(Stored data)
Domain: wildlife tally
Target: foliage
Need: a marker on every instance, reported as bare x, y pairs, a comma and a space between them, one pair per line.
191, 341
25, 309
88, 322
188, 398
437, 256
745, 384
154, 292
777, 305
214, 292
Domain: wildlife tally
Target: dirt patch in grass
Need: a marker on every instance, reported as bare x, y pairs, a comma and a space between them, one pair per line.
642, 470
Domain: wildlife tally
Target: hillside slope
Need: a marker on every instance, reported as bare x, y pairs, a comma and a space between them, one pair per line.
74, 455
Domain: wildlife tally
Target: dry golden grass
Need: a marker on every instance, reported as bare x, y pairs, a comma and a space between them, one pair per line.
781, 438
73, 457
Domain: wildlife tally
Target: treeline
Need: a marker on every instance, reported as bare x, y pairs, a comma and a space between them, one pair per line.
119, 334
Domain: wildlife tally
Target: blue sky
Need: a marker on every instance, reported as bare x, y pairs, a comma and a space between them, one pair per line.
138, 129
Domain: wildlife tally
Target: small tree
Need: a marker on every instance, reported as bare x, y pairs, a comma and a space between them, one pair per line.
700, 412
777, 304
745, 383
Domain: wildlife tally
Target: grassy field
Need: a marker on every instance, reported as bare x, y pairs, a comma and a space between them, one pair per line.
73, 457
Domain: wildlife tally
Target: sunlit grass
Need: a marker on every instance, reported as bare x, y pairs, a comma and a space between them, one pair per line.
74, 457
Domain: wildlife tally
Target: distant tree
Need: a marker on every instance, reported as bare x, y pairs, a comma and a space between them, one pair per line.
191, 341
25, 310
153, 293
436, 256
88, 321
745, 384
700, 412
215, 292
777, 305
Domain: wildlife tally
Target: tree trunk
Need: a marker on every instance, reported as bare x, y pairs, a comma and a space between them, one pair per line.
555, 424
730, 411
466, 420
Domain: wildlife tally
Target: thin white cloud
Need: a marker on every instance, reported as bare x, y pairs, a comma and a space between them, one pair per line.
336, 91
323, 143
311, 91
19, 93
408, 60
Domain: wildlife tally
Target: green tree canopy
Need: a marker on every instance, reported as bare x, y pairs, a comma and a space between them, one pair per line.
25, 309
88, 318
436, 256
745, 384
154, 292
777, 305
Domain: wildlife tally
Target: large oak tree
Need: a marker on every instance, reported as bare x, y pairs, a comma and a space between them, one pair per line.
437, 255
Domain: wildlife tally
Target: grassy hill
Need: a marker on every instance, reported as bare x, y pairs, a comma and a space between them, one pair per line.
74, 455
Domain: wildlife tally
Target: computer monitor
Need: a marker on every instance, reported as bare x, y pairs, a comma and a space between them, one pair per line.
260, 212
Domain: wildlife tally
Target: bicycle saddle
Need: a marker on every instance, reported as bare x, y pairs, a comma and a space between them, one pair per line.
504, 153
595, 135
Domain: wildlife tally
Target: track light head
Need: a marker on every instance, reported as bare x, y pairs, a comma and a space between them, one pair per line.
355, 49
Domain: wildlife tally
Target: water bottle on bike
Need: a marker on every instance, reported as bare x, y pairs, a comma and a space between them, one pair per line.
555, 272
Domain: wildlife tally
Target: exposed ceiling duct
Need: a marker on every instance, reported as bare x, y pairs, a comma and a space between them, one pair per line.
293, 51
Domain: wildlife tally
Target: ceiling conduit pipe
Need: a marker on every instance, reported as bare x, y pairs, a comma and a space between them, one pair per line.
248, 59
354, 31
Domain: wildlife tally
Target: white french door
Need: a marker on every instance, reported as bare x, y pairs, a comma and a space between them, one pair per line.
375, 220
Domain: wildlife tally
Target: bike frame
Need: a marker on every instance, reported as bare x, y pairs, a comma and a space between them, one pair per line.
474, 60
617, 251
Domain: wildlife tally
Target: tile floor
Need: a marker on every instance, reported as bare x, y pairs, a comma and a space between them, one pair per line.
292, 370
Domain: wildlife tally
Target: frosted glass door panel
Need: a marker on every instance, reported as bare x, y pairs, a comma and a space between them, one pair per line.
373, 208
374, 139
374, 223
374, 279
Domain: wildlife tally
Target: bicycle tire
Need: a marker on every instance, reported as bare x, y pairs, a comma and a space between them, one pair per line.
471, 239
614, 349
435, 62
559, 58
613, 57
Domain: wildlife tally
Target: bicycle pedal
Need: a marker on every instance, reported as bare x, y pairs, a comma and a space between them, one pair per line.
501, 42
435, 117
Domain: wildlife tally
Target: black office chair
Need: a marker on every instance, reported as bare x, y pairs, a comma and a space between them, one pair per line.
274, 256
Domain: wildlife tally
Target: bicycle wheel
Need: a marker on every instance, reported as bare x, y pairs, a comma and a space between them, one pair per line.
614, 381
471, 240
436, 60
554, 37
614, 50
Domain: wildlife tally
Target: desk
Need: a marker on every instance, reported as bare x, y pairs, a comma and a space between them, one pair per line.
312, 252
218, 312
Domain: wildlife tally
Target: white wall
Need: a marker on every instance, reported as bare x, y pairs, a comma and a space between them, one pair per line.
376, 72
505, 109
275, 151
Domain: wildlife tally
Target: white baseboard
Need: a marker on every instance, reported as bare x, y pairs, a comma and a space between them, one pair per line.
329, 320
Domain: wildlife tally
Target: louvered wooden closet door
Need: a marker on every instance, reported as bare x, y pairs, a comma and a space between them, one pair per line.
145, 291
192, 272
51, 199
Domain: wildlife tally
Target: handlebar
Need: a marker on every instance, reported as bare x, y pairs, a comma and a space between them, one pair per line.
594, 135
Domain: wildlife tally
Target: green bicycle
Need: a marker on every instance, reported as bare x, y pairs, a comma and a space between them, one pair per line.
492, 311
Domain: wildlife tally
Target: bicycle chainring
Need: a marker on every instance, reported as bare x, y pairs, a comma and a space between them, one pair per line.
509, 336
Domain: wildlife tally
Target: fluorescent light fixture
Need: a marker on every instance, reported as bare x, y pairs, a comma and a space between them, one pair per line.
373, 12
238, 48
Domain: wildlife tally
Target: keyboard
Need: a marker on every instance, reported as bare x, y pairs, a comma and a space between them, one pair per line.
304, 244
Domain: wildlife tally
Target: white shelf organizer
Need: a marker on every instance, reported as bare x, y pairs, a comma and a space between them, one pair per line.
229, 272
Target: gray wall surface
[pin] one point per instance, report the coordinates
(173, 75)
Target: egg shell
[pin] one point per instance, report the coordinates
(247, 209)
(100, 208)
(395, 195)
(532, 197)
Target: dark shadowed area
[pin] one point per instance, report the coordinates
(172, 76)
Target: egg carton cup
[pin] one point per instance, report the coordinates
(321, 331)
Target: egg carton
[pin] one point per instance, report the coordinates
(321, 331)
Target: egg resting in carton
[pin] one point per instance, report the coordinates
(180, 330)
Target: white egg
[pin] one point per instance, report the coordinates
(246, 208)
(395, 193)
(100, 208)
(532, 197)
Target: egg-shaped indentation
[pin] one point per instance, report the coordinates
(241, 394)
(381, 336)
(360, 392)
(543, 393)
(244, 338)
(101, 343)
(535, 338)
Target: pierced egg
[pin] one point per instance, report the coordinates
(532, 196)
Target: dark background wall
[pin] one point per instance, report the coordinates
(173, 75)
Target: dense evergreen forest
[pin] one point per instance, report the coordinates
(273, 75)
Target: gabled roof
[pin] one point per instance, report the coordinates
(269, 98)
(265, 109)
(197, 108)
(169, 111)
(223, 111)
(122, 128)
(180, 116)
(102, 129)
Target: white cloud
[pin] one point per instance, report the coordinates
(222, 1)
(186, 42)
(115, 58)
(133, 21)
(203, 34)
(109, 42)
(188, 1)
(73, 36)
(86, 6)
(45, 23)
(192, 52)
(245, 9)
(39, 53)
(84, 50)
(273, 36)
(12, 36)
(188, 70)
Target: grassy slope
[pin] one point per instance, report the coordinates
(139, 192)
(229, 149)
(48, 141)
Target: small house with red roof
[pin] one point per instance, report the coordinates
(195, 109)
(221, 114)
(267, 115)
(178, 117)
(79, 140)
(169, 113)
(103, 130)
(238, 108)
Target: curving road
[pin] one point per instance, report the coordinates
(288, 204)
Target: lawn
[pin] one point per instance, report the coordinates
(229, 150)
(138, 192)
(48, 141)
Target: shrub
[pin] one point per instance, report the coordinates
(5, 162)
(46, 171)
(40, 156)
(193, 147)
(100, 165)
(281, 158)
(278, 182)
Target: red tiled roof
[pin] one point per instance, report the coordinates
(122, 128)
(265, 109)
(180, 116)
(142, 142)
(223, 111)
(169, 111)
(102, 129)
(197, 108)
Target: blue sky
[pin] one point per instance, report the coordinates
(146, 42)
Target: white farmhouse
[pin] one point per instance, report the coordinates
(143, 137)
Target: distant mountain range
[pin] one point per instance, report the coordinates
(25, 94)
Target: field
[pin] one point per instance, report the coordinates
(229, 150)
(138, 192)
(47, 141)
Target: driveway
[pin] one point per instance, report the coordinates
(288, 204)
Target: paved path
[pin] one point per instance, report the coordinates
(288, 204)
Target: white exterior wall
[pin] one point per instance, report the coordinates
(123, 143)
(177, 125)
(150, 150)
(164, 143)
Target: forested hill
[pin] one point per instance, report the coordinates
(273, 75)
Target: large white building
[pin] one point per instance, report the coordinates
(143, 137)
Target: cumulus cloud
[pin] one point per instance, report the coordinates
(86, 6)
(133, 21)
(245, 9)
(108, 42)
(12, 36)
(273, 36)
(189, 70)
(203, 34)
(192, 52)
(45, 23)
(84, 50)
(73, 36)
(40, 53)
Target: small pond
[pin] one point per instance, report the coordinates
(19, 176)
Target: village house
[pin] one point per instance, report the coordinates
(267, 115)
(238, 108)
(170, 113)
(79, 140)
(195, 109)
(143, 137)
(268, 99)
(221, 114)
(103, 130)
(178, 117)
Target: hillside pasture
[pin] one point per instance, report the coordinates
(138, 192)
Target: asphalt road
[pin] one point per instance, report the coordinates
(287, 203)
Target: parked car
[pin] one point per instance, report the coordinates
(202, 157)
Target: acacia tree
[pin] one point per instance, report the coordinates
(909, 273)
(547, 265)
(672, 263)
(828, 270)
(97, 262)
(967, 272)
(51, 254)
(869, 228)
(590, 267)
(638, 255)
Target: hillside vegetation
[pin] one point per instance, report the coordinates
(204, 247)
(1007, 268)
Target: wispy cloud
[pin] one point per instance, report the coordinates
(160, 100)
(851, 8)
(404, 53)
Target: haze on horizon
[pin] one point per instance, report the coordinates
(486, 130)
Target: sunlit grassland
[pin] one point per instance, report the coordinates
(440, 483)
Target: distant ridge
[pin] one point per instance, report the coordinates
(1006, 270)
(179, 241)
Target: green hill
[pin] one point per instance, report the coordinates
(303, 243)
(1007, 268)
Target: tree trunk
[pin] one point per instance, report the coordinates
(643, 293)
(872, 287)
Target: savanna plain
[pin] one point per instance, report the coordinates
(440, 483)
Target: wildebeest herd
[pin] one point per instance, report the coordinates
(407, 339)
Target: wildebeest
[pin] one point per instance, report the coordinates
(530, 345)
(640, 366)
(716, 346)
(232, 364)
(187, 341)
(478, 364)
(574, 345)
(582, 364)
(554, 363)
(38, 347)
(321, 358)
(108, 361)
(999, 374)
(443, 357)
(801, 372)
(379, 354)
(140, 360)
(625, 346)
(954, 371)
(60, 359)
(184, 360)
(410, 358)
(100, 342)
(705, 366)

WHAT THE TASK REQUIRES: Respond with a single number, namely how many lines of the entries contain the word "wildebeest".

OUTPUT FOR THIS EXERCISE: 2